■ **Problem statement**:
Pull out the lines below word for word, starting with the line containing "Might I ask you to point at the light" and continuing through the end of the records. Leave out any pictures.

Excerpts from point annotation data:
····················
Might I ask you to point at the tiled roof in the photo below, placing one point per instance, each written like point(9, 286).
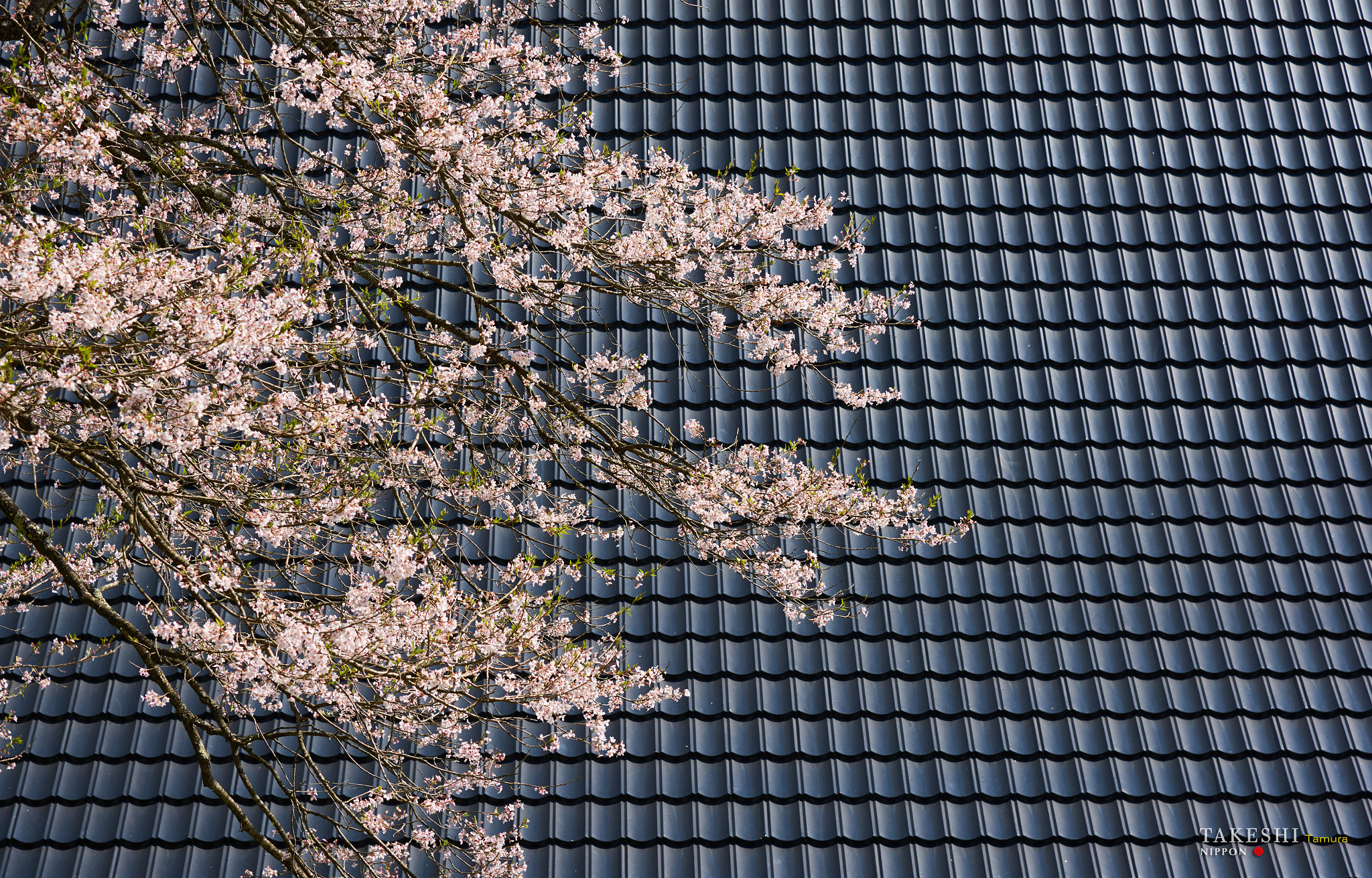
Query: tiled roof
point(1140, 242)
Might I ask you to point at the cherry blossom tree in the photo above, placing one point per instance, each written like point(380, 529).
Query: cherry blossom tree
point(299, 382)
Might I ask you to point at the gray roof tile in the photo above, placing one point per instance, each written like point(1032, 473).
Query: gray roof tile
point(1139, 235)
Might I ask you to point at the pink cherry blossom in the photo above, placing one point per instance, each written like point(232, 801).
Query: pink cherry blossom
point(313, 383)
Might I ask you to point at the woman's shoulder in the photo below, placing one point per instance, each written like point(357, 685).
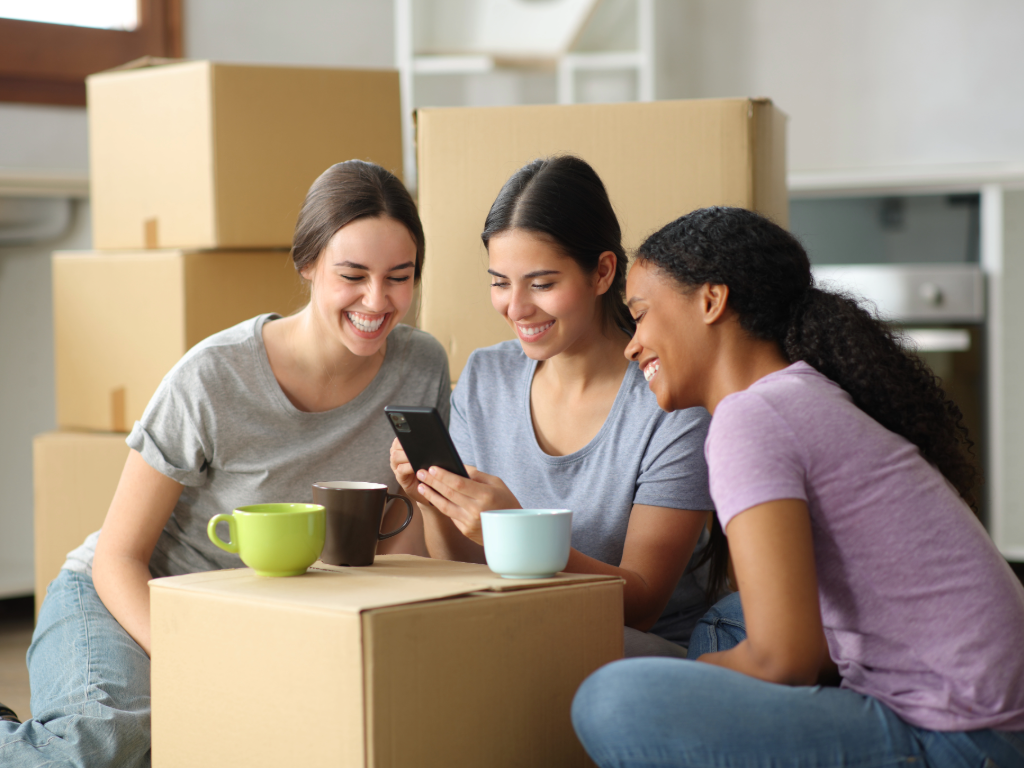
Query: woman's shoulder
point(235, 347)
point(418, 350)
point(502, 357)
point(499, 364)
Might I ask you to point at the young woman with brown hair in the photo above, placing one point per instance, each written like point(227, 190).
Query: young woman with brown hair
point(256, 413)
point(558, 418)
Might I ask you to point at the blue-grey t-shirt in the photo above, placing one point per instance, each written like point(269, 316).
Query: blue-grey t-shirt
point(641, 455)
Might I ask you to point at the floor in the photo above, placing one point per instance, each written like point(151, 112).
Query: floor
point(15, 634)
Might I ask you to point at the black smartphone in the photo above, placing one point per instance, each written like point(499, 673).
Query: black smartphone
point(424, 438)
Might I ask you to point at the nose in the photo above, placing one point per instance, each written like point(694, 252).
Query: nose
point(375, 298)
point(519, 305)
point(633, 349)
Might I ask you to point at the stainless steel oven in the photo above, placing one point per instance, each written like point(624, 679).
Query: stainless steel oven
point(915, 260)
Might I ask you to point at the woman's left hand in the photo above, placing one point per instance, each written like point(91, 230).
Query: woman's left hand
point(464, 499)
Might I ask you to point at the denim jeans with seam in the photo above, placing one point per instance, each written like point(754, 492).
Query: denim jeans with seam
point(655, 713)
point(90, 687)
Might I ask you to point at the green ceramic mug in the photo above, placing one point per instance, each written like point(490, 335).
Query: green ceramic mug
point(273, 539)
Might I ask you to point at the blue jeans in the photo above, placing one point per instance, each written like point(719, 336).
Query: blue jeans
point(720, 629)
point(90, 687)
point(664, 712)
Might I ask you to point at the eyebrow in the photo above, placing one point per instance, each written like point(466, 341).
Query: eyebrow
point(353, 265)
point(527, 275)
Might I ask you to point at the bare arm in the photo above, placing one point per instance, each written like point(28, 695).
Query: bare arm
point(773, 556)
point(658, 543)
point(141, 506)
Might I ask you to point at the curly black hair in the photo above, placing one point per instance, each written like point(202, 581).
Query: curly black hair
point(773, 294)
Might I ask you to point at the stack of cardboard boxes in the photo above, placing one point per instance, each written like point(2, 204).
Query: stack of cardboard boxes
point(198, 173)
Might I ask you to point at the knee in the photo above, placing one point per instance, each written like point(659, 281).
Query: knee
point(609, 700)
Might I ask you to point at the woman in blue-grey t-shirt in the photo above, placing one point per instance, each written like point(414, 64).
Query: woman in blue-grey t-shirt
point(560, 419)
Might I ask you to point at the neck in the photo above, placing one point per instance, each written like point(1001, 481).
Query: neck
point(740, 360)
point(590, 360)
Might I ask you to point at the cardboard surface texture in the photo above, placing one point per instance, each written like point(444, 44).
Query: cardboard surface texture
point(121, 321)
point(204, 155)
point(410, 662)
point(657, 161)
point(75, 475)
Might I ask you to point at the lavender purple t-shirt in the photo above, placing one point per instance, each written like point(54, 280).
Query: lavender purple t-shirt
point(920, 609)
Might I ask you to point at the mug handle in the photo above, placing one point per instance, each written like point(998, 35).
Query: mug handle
point(409, 519)
point(232, 531)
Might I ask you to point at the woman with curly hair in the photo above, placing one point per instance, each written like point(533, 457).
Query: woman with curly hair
point(841, 476)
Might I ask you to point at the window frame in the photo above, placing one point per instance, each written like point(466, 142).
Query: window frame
point(47, 64)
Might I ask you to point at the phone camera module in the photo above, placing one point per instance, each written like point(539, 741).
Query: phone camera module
point(399, 423)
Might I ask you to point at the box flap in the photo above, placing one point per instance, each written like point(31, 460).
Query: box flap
point(392, 580)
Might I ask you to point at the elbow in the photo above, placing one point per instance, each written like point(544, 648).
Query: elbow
point(643, 615)
point(787, 666)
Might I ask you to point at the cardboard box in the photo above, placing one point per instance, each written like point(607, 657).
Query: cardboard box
point(409, 663)
point(203, 155)
point(75, 475)
point(121, 321)
point(657, 160)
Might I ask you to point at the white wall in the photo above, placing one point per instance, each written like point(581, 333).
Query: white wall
point(866, 83)
point(341, 33)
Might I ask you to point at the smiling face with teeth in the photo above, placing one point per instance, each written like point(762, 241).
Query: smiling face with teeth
point(545, 296)
point(363, 283)
point(672, 343)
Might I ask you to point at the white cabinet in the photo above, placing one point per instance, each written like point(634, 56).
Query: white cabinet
point(520, 51)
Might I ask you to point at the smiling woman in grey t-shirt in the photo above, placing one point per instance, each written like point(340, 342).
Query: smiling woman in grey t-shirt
point(561, 419)
point(256, 413)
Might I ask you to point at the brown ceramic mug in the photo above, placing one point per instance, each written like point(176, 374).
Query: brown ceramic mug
point(354, 512)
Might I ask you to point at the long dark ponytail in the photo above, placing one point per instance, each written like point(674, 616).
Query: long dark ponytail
point(773, 294)
point(564, 200)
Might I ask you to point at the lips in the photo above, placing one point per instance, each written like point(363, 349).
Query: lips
point(367, 325)
point(535, 332)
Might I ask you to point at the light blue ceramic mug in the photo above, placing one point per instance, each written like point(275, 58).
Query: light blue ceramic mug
point(526, 543)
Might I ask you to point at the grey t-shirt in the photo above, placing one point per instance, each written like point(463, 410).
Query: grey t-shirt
point(221, 426)
point(641, 455)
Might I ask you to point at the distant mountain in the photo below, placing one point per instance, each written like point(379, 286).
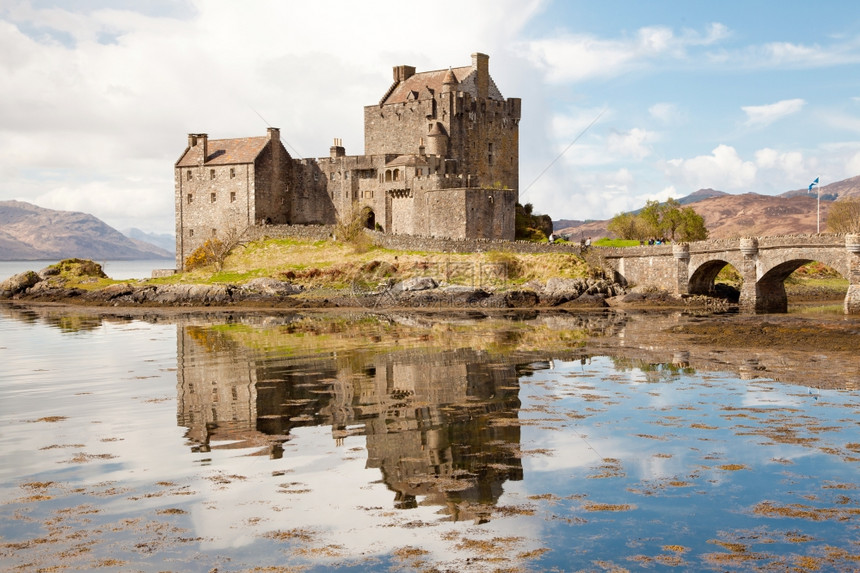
····················
■ **Exercise solution**:
Might I ask you to point at the light blue ceramic mug in the photo above, placing one point per instance, each written like point(275, 58).
Query: light blue ceramic mug
point(526, 543)
Might I ask you to point at the grey t-shirt in the photo above, placing one point per instance, each written like point(463, 410).
Query: grey t-shirt
point(221, 426)
point(641, 455)
Might I ask you to point at the distant mountain in the photo below, placing one point per instance, each written like point(379, 286).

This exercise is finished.